* **Zu erledigende Aufgabe**: Welche Server-Software hat BK laut dem Forenbeitrag über einen eigenen Git-Server am Laufen?

··· Ausgewählter Text

Github ist ein Anbieter für git Repositories, aber wie du bereits angemerkt hast sind deine Sourcen dann öffentlich. Ausserdem glaub ich kaum, dass ein Unternehmen seine Sourcen, mit denen es Geld verdient, offen im Internet lagern will. Von daher kannst du dir einen eigenen Git-Server relativ simpel selber einrichten. Hier reicht zum Beispiel ein alter Rechner, den du entweder im Büro (falls ihr so was habt) oder halt bei dir daheim hinstellst.

Als Server Software hab ich für mich ein Debian mit gitosis am laufen. Wenn du Interesse hast, dann kann ich dir bei der Einrichtung helfen, bzw. entsprechende Tutorials zusammen suchen.

Grüße,
BK


----------



## Joe Public (18. Januar 2013)

> Von daher kannst du dir einen eigenen Git-Server relativ simpel selber einrichten. Hier reicht zum Beispiel ein alter Rechner


EGit hatte ich kurz nach dem Post hie gefunden und schon mal eingerichtet.

······
··· Bereitgestelltes Material

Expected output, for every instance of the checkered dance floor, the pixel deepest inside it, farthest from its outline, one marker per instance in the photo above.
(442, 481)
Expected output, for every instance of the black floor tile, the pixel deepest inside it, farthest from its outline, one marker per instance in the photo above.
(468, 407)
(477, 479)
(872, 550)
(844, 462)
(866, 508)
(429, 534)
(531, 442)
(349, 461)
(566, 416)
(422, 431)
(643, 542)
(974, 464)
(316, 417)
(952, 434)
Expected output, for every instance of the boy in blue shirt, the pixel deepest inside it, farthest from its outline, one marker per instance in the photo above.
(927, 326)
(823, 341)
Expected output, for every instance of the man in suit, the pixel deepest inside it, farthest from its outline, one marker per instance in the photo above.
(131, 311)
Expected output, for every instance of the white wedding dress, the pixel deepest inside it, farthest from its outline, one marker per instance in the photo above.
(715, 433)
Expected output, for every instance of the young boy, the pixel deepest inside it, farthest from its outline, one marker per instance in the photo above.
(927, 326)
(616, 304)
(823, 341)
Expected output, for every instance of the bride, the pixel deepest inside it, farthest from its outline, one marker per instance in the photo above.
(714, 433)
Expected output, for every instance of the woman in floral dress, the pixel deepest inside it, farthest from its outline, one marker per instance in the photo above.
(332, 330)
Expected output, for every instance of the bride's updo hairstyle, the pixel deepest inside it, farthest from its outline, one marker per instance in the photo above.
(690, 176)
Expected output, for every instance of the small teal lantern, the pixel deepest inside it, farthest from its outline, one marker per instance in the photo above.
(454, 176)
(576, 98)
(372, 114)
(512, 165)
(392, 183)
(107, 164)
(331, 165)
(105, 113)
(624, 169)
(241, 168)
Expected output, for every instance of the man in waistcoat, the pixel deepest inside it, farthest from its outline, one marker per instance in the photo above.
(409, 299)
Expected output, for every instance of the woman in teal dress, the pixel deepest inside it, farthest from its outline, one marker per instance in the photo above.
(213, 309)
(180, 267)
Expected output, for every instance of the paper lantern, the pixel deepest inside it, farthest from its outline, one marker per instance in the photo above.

······

* **Ergebnis der Aufgabe**: Ein Debian mit gitosis.